ТЕКСТ
*-*-*

Читать книгу «Дети Везувия. Публицистика и поэзия итальянского периода» онлайн полностью📖 — Николая Александровича Добролюбова — MyBook.

Неаполь и/или Турин: русский очевидец становления нации

Два полюса Рисорджименто

Даже нынешние посетители Апеннинского полуострова удивляются его необыкновенному разнообразию: Италия – не одна страна, их по меньшей мере две, итальянские Юг и Север. Многие «северяне» спокойно констатируют, что никогда не были «ниже Рима» (это условная граница); другие утверждают, что чувствуют себя как дома, скажем, в Швейцарии, но не на Сицилии. Полемика «южан» и «северян» не прекращается, как будто подтверждая крылатую фразу, приписываемую основателю современной нации, премьер-министру графу Кавуру, о том, что «Италию мы сделали, теперь остается сделать итальянцев»[4].

Кроме Юга и Севера, существуют необыкновенные регионы-билингвы – Валь д’Аоста, с франкоязычными жителями; Южный Тироль, с жителями немецкоязычными. Есть и целые компактные анклавы со славянским, греческим, албанским населением. Остров Сардиния не относит себя ни к Северу, ни к Югу.

Во времена Николая Добролюбова лоскутный характер Италии, ее разнородность была еще более явственной: тут существовало более десятка больших и малых государств. Хотя официальное объединение нации приходится на 1860 г. – русский литератор стал свидетелем и описателем того судьбоносного момента, процесс считается законченным лишь десять лет спустя, к 1870 г., ко взятию силой пьемонтскими войсками папского Рима.

*-*-*

Записи для указания и разметки
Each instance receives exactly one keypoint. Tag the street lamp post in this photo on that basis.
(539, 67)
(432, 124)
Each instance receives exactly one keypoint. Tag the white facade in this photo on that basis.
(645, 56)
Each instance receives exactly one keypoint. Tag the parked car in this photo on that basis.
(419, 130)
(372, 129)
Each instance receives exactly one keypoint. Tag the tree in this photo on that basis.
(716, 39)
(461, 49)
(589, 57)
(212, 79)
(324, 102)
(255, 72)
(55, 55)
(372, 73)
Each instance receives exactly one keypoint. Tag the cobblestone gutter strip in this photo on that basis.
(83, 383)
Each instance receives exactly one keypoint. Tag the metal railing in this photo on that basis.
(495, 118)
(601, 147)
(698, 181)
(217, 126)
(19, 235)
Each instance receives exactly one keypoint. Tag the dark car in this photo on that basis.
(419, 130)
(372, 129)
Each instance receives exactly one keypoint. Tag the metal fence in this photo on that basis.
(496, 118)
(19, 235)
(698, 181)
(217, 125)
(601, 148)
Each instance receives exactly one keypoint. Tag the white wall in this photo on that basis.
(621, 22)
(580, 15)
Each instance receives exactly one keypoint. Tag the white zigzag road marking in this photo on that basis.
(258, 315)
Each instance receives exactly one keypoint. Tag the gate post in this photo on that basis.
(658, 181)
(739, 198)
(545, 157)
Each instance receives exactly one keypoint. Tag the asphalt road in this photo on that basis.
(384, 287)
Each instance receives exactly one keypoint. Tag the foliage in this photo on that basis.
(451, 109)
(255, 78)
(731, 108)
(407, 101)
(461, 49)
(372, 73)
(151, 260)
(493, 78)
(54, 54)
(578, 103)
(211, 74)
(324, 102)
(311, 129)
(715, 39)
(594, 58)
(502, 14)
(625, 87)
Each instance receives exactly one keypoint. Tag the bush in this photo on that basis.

*-*-*

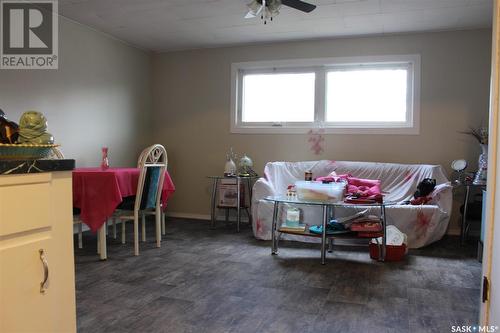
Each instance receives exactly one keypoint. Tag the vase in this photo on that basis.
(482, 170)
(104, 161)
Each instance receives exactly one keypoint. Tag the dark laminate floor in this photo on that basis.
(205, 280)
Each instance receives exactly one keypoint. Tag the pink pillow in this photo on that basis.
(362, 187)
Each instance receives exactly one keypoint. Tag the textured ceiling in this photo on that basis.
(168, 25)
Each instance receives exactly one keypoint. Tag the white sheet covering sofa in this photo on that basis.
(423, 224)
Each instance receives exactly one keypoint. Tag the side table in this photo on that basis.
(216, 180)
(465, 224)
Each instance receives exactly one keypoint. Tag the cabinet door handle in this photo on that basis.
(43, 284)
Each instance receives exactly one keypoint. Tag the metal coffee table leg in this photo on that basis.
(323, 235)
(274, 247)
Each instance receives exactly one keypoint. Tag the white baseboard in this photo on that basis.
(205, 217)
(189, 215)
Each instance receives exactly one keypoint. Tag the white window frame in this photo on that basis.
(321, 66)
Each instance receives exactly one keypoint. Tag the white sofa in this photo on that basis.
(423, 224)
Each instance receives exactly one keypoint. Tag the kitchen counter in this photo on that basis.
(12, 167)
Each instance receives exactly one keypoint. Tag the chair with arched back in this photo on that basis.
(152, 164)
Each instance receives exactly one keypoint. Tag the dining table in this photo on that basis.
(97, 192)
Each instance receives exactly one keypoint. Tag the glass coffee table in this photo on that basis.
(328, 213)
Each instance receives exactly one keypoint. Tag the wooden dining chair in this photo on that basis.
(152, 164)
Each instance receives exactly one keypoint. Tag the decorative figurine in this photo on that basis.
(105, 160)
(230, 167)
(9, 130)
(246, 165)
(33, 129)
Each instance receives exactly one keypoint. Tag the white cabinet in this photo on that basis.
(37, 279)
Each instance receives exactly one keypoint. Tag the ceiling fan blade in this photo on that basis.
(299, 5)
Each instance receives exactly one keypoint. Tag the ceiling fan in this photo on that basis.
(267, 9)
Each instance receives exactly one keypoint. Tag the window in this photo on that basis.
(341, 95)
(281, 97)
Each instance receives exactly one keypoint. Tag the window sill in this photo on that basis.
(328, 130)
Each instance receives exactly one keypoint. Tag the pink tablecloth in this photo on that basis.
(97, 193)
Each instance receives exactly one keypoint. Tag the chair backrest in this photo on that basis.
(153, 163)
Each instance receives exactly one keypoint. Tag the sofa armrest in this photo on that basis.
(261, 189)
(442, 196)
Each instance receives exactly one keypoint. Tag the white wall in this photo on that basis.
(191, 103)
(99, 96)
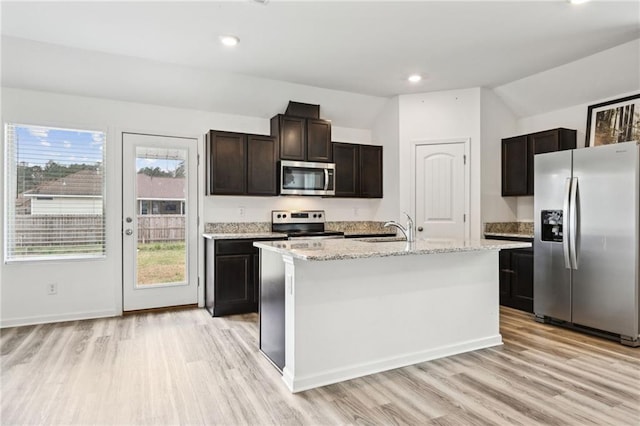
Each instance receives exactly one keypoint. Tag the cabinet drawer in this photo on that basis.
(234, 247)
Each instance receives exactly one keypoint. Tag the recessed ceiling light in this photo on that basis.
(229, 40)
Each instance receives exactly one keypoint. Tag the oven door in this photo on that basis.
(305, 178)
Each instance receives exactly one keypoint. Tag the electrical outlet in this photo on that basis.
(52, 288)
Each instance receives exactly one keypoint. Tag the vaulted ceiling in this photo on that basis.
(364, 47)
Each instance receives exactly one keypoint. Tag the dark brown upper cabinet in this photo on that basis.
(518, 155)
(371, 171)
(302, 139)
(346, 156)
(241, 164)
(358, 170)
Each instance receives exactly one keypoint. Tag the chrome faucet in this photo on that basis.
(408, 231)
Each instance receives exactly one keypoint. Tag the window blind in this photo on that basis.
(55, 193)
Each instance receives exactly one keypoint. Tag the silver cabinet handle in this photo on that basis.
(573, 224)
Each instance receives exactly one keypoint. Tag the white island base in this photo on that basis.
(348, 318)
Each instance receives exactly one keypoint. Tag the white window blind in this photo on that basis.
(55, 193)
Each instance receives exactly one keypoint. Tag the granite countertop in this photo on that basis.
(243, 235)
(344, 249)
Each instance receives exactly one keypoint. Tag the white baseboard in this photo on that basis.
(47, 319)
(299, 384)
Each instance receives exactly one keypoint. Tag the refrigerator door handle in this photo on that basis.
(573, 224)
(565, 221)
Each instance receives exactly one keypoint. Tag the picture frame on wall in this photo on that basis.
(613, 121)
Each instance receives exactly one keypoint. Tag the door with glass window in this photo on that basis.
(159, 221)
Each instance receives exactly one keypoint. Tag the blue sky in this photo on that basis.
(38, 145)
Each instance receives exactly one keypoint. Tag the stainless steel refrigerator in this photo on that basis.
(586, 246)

*-*-*

ЗАДАНИЯ
a – Какой остров, согласно тексту об Италии, не относит себя ни к Северу, ни к Югу?
b – Извлеките из текста об Италии фрагмент: начните со слов «Кроме Юга и» и остановитесь после слов «войсками папского Рима.».
Перечень никак не связан с текстом об Италии.

ОТВЕТЫ
a – Сардиния.

b –
Кроме Юга и Севера, существуют необыкновенные регионы-билингвы – Валь д’Аоста, с франкоязычными жителями; Южный Тироль, с жителями немецкоязычными. Есть и целые компактные анклавы со славянским, греческим, албанским населением. Остров Сардиния не относит себя ни к Северу, ни к Югу.

Во времена Николая Добролюбова лоскутный характер Италии, ее разнородность была еще более явственной: тут существовало более десятка больших и малых государств. Хотя официальное объединение нации приходится на 1860 г. – русский литератор стал свидетелем и описателем того судьбоносного момента, процесс считается законченным лишь десять лет спустя, к 1870 г., ко взятию силой пьемонтскими войсками папского Рима.